TASK SET |
- a) In the Hive tuning tips, which engine is recommended on Cloudera in place of MapReduce?
- b) According to the Hive tuning tips, why should the conversion to ORC or Parquet not be done as the first step of the ETL process? Answer in one to three sentences.
- c) Carry on the Hive tuning tips from the point at which they stop.

The good and bad news of this revelation: Hive doesn’t run queries the way an RDBMS does. It's a long story, but I spent an 80-plus-hour workweek personally tuning Hive. Needless to say, my head won't quit buzzing. So for your benefit, here are a few suggestions to make your next Hive project go a little bit faster than mine did.

1. Don’t use MapReduce

Whether you believe in Tez, Spark or Impala, don’t believe in MapReduce. It is slow on its own, and it's really slow under Hive. If you’re on Hortonwork’s distribution, you can throw set hive.execution.engine=tez at the top of a script. On Cloudera, use Impala. Hopefully, soon you can set hive.execution.engine=spark when Impala isn’t appropriate.

2. Don’t do string matching in SQL

Ever! Especially in Hive. If you stick a like string match where a clause should be, you'll generate a cross-product warning. If you have a query that runs in seconds, with string matching it will take minutes. Your best alternative is to use one of many tools that allow you to add search to Hadoop. Look at Elasticsearch’s Hive integration or Lucidwork’s integration for Solr. Also, there's Cloudera Search. RDBMSes were never good at this, but Hive is worse.

3. Don't do a join on a subquery

You're better off creating a temporary table, then joining against the temp table instead of asking Hive to be smart about how it handles subqueries. Meaning don't do this:

select a.* from something a inner join (select ... from somethingelse union b select ... from anotherthing c) d on a.key1 = d.key1 and a.key2 = b.key2 where a.condition=1

Instead, do this:

create var_temp as select ... from somethingelse b union select ... from anotherthing c and then select a.* from something a inner join from var_temp b where a.key1=b.key1 and a.key2=b.key2 where a.condition=1

It really shouldn’t be tons faster at this point in Hive’s evolution, but it is, generally.

4. Use Parquet or ORC, but don’t convert to them for sport

That is, use Parquet or ORC as opposed to, say, TEXTFILE. However, if you have text data coming in and are massaging it into something slightly more structured, do the conversion to the target tables. You can’t LOAD DATA from a text file into an ORC, so do the initial load into a text.

When you create other tables against which you’ll ultimately run most of your analysis, do your ORCing there because converting to ORC or Parquet takes time and isn’t worth it as step one in your ETL process. If you have simple flat files coming in and aren’t doing any tweaking, then you’re stuck loading into a temporary table and doing a select create into an ORC or Parquet. I don’t envy you because it is kind of slow.

5. Try turning vectorization on and off

Add set hive.vectorized.execution.enabled = true set hive.vectorized.execution.reduce.enabled = true to the top of your scripts. Try it with them on and off because vectorization seems problematic in recent versions of Hive.

LISTED ENTRIES |
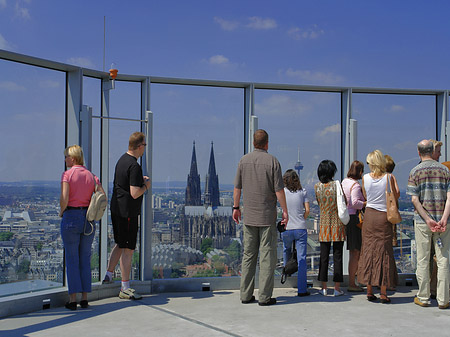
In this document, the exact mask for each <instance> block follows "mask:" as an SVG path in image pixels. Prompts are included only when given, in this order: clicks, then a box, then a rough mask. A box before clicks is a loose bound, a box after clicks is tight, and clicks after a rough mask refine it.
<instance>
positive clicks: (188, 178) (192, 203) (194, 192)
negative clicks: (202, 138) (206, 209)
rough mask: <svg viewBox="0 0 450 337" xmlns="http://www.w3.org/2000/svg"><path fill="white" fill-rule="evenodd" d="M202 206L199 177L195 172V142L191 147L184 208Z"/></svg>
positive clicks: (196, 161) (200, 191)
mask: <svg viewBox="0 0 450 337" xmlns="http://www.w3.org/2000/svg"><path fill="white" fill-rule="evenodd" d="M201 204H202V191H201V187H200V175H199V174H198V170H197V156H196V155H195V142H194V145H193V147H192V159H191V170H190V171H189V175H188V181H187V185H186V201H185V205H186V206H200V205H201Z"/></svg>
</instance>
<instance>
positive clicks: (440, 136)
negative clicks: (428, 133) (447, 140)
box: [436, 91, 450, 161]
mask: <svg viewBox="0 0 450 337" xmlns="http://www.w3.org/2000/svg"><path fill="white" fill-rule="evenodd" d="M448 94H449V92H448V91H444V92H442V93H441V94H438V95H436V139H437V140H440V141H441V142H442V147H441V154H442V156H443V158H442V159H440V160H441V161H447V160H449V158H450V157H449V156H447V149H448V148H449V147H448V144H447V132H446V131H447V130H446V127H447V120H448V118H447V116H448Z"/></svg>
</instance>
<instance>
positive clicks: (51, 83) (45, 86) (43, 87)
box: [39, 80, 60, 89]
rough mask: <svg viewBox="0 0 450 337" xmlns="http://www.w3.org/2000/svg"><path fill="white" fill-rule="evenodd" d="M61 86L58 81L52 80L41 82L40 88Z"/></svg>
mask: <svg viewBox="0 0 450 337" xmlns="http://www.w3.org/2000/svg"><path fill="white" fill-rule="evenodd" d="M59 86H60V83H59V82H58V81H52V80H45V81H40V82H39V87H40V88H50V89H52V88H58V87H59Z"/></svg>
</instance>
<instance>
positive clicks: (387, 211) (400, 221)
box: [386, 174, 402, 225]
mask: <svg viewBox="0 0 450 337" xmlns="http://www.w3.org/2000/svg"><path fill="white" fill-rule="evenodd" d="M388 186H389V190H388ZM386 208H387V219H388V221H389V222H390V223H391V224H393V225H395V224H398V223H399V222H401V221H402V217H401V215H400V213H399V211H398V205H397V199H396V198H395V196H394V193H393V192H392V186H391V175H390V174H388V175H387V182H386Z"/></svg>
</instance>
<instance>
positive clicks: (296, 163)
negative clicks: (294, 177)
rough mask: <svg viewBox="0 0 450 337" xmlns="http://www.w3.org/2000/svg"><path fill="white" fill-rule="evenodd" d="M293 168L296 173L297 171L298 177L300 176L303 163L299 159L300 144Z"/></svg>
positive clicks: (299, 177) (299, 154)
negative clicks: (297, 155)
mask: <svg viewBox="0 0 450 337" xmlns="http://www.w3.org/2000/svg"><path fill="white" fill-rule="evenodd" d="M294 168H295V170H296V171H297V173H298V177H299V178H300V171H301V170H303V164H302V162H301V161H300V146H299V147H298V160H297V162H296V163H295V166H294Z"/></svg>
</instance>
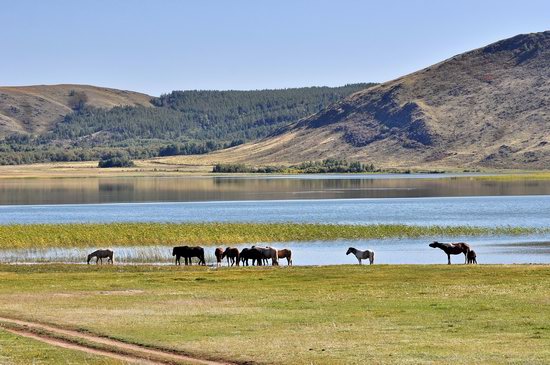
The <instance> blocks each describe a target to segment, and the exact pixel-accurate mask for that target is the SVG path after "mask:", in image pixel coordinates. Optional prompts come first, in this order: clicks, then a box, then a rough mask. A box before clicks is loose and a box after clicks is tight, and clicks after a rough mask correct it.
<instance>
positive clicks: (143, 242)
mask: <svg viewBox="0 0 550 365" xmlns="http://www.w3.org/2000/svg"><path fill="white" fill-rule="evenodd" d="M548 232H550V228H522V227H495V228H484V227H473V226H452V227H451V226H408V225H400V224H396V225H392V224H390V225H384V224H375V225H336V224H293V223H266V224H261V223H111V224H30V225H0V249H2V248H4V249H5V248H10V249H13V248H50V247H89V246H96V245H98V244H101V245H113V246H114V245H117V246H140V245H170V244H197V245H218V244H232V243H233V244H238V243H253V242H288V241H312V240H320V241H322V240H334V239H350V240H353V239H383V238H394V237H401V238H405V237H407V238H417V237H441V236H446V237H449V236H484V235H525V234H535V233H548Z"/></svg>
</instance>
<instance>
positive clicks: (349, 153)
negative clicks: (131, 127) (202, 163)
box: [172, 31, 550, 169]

==

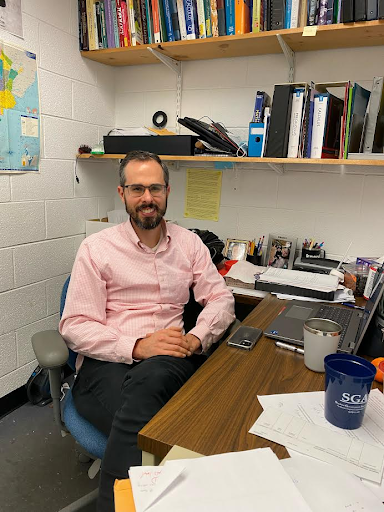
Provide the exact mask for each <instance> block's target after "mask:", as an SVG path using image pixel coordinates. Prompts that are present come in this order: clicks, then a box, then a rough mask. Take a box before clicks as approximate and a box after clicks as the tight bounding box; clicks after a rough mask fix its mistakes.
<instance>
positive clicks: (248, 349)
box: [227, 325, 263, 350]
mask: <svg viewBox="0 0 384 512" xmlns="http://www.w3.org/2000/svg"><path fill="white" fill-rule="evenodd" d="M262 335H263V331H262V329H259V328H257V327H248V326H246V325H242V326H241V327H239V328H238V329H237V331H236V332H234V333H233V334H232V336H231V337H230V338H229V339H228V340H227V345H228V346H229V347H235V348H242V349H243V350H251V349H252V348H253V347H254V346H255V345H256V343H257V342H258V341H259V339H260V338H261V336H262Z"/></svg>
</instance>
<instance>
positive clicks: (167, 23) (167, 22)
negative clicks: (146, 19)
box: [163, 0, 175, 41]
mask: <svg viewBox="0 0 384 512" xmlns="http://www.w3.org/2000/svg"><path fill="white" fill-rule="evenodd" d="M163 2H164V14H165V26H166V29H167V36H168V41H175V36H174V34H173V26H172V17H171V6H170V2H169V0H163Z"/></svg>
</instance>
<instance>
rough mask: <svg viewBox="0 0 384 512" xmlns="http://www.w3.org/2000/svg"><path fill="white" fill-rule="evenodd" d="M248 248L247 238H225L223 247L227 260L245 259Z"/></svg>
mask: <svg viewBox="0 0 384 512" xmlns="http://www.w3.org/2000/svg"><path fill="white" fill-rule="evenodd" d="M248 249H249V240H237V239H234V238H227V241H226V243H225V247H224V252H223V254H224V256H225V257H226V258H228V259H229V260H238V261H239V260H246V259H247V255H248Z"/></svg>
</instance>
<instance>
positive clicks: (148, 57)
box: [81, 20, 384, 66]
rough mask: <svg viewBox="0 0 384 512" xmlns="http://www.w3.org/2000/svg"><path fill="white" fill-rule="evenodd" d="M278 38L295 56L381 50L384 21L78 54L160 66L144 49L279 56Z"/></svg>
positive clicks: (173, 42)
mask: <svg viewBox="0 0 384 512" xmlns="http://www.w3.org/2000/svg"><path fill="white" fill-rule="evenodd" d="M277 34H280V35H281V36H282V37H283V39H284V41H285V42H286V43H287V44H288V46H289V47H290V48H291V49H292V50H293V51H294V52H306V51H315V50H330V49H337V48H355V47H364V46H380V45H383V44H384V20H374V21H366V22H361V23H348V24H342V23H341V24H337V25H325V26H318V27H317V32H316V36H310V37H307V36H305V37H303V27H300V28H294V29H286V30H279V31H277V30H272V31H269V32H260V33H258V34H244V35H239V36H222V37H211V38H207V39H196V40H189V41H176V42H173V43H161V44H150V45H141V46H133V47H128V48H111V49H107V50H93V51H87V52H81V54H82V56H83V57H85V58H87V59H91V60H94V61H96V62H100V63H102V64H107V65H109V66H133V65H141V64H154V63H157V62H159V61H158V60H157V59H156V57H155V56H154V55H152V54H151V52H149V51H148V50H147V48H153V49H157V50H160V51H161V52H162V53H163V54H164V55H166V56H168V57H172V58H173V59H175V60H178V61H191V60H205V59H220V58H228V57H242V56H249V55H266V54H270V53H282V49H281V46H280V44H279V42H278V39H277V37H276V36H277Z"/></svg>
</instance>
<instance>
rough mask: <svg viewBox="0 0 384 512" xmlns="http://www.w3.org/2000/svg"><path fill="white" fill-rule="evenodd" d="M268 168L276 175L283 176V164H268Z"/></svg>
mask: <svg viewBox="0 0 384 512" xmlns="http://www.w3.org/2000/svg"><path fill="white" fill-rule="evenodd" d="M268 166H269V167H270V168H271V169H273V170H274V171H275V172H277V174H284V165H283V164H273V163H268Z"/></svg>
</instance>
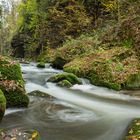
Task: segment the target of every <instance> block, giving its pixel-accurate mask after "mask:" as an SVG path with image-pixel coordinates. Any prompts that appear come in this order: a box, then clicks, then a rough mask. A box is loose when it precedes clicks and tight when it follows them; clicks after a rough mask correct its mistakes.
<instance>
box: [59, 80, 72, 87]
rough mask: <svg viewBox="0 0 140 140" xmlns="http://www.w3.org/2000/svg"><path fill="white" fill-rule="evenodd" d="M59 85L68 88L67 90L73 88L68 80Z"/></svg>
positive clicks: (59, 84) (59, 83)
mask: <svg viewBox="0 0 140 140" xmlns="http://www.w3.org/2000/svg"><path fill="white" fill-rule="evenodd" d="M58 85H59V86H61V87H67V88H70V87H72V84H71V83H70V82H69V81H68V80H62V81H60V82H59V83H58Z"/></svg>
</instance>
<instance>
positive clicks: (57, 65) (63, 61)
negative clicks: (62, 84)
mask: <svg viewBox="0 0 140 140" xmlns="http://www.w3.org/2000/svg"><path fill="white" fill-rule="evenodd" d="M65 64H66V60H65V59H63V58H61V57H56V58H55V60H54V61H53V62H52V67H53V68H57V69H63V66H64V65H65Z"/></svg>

==

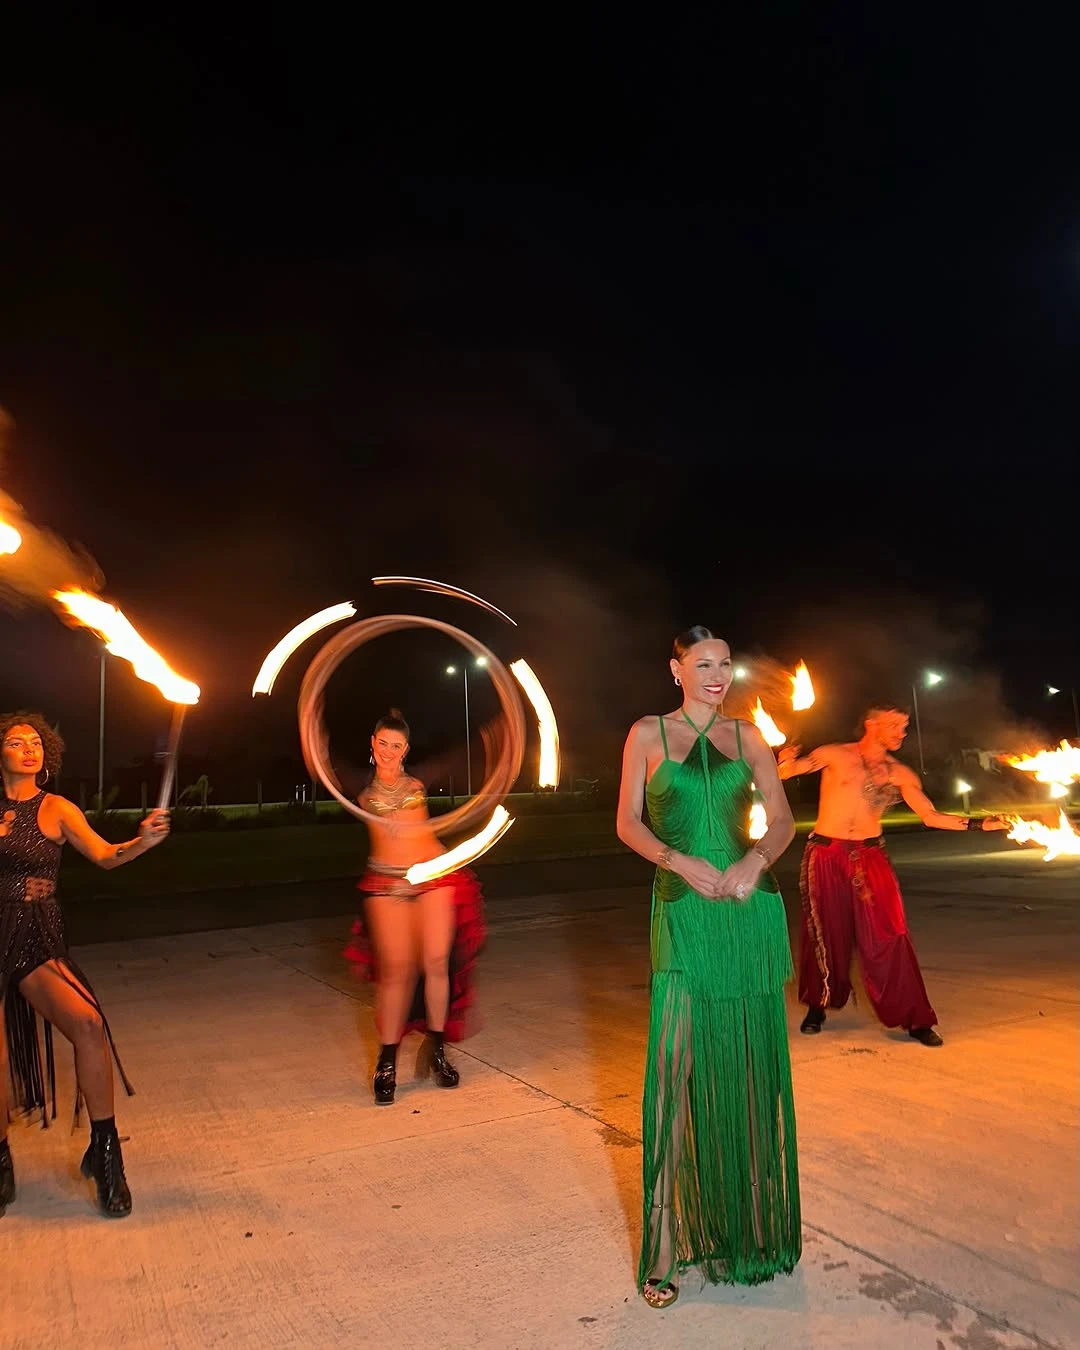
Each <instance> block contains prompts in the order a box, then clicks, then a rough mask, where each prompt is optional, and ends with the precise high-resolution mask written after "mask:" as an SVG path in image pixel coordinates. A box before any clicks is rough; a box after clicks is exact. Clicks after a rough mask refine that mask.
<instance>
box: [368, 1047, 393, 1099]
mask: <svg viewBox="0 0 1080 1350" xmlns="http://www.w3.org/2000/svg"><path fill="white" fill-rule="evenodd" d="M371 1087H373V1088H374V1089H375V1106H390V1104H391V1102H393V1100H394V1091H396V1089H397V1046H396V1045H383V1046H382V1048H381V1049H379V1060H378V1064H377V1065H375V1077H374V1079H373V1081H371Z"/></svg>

ANSWERS FOR EACH ITEM |
- a) Impala.

- b) Converting to ORC or Parquet takes time and is not worth it as step one. The conversion should instead be done on the tables against which most of the analysis will ultimately run.

- c)
6. Don’t use structs in a join

I have to admit my native-brain SQL syntax is about SQL-92 era, so I don’t tend to use structs anyhow. But if you’re doing something super-repetitive like ON clauses for compound PKs, structs are handy. Unfortunately, Hive chokes on them -- particularly in the ON clause. Of course, it doesn’t do so at smaller data sets and yields no errors much of the time. In Tez, you get a fun vector error. This limitation isn’t documented anywhere that I know of. Consider this a fun way to get to know the innards of your execution engine!

7. Check your container size

You may need to increase your container size for Impala or Tez. Also, the “recommended” sizes may not apply to your system if you have larger node sizes. You might want to make sure your YARN queue and general YARN memory are appropriate. You might also want to peg it to something that isn’t the default queue all the peasants use.

8. Enable statistics

Hive does somewhat boneheaded things with joins unless statistics are enabled. You may also want to use query hints in Impala.

9. Consider MapJoin optimizations

If you do an explain on your query, you may find that recent versions of Hive are smart enough to apply the optimization automatically. But you may need to tweak them.

10. If you can, put the largest table last

Period.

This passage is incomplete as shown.